Work instructions:
From the listing below, extract every line that contains the word "illuminated".

##### Records supplied #####

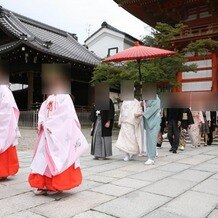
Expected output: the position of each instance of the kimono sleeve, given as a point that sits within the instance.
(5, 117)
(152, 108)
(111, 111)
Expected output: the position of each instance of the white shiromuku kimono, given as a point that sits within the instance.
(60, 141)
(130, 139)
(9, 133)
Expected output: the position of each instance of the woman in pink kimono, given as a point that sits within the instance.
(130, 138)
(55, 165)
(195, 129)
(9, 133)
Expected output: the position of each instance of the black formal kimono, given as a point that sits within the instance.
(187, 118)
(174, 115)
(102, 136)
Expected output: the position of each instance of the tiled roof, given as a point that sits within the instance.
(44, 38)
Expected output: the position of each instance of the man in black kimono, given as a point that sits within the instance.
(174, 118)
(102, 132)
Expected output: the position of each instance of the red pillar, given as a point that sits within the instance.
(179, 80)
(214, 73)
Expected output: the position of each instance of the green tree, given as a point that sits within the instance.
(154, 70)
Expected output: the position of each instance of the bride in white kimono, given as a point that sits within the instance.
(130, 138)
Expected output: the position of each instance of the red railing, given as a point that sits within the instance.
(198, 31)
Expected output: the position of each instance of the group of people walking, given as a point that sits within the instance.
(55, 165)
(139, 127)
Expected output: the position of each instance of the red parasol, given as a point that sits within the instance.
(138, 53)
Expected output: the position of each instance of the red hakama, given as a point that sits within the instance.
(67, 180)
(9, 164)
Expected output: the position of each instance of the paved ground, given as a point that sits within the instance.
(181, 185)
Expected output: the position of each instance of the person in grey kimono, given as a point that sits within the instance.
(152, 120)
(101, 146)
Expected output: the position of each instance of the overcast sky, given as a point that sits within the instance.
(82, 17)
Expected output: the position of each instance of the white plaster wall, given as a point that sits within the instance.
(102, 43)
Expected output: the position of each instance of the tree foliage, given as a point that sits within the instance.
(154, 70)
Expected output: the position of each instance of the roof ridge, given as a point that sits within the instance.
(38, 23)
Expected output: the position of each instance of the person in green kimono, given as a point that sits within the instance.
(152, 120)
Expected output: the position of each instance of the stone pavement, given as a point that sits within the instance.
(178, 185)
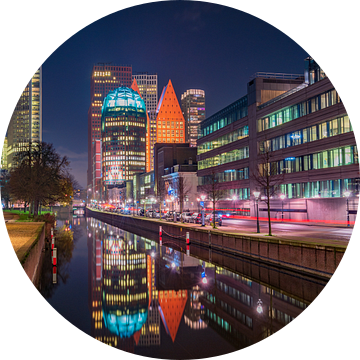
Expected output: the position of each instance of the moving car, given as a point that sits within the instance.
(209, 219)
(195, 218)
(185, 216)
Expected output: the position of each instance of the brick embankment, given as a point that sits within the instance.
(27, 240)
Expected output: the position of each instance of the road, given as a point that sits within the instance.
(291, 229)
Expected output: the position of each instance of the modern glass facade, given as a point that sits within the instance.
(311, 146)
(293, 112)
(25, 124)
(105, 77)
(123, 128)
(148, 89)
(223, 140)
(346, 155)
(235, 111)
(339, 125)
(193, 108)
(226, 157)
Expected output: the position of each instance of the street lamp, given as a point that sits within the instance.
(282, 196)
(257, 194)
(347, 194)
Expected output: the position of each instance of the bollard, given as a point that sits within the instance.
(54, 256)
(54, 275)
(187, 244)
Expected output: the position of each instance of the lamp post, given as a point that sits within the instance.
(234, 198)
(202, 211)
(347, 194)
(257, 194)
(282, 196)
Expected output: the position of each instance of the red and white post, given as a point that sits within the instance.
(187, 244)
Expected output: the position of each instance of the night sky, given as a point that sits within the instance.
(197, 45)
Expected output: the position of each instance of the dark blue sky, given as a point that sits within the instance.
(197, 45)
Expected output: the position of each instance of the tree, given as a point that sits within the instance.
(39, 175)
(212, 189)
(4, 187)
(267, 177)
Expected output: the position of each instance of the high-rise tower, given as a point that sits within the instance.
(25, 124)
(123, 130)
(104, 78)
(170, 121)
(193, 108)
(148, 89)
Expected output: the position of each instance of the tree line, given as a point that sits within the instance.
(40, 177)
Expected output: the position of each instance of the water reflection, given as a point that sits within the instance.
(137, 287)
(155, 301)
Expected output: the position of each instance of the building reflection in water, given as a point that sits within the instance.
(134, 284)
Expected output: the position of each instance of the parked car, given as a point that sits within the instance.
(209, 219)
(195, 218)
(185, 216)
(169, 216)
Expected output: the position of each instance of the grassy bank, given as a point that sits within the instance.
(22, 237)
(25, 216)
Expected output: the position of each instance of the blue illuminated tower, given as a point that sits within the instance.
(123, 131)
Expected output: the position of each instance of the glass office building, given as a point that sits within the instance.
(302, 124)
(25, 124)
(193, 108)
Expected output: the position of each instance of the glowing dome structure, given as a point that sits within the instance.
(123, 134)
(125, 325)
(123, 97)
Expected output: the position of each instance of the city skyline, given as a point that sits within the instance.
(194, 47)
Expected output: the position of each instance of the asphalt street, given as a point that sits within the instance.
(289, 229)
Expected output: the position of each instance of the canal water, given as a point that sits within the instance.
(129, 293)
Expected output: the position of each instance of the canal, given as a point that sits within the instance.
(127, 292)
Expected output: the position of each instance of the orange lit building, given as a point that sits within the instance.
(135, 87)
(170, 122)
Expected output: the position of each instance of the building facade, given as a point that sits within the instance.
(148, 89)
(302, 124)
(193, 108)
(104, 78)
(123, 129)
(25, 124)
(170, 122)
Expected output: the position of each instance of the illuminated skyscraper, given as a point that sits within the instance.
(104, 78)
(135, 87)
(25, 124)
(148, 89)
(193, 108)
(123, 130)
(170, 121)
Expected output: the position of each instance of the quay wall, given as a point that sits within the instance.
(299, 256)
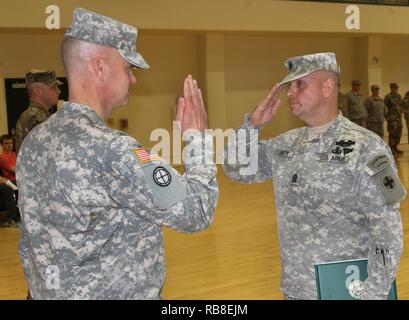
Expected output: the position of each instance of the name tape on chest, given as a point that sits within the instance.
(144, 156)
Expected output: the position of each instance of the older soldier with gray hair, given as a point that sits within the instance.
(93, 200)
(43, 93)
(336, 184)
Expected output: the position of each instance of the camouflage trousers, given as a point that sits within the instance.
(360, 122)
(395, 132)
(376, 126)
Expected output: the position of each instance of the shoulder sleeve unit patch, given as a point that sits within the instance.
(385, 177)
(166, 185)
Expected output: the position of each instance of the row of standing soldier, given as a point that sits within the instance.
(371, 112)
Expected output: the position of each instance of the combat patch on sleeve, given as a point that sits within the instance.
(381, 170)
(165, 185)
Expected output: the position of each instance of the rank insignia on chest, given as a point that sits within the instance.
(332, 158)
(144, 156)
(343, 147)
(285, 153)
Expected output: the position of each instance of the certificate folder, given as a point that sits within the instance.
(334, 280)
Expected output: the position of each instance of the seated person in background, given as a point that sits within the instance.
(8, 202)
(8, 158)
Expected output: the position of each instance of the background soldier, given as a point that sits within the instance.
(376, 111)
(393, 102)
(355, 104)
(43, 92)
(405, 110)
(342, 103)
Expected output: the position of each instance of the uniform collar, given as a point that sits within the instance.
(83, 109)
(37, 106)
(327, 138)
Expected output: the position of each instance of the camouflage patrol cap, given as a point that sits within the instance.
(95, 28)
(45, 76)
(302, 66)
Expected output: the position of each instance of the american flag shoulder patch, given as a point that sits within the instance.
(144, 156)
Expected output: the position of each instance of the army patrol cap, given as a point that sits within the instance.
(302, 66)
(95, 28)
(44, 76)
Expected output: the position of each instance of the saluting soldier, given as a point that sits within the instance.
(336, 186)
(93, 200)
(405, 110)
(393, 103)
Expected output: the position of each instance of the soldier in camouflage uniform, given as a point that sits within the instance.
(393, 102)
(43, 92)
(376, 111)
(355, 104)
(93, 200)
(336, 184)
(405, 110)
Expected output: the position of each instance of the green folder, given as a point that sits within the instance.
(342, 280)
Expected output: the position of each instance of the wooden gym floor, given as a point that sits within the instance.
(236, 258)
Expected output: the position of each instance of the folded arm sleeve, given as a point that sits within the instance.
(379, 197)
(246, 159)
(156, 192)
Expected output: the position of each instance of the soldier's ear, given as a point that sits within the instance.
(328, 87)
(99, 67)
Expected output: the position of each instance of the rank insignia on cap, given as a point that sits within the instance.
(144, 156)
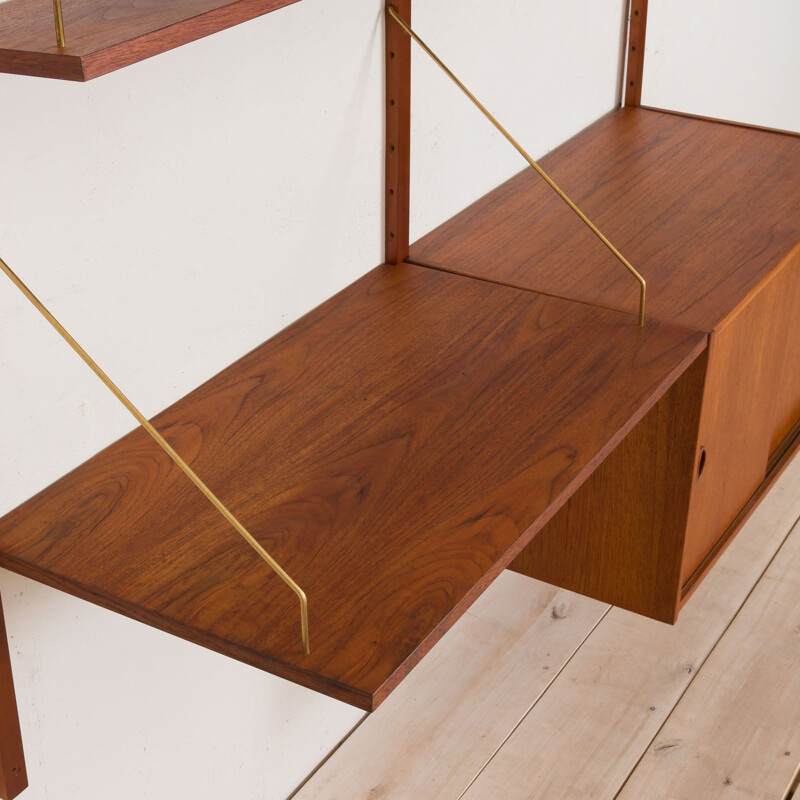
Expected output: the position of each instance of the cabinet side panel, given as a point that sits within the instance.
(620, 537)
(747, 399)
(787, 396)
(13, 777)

#####
##### Records supplied #####

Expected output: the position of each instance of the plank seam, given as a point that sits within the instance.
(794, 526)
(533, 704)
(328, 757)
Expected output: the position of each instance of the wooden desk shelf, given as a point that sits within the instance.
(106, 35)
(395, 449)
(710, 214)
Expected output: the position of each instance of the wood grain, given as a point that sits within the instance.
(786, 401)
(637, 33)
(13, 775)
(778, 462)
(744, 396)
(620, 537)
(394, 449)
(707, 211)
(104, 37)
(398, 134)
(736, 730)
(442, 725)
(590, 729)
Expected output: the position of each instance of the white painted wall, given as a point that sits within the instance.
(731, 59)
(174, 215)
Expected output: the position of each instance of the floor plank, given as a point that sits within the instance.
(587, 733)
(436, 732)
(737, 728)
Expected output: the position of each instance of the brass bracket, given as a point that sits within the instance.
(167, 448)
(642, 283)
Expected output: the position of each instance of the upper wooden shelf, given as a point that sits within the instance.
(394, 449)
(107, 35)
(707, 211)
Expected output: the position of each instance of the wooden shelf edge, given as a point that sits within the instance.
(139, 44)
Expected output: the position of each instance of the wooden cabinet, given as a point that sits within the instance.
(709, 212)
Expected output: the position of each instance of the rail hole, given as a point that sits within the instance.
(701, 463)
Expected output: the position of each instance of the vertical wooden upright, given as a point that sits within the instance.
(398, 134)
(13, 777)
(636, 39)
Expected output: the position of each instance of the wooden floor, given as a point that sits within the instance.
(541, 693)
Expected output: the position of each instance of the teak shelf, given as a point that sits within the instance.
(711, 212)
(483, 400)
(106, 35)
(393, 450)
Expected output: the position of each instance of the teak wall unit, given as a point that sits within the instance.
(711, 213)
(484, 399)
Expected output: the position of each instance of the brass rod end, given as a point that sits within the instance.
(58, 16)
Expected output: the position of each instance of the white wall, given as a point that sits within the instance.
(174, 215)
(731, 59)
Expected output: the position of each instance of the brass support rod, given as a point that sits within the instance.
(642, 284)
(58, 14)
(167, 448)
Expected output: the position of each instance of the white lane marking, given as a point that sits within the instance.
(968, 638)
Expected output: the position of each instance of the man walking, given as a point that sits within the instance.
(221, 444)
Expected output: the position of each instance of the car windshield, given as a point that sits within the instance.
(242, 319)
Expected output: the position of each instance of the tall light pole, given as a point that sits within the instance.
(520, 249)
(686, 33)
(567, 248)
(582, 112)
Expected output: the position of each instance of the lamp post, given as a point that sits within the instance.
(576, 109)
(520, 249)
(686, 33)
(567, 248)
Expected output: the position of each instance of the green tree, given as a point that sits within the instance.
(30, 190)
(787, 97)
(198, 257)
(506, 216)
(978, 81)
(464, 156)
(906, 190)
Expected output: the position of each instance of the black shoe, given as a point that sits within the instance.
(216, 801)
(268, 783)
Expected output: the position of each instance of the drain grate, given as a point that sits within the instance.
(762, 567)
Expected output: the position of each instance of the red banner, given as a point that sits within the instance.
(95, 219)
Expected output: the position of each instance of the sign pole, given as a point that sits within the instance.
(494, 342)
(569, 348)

#####

Correct output:
Expected output: the position of each instance of the blue illuminated tower, given as a point that sits within the instance.
Expected output: the position of each instance of the illuminated skyscraper, given as a point that sits within the instance.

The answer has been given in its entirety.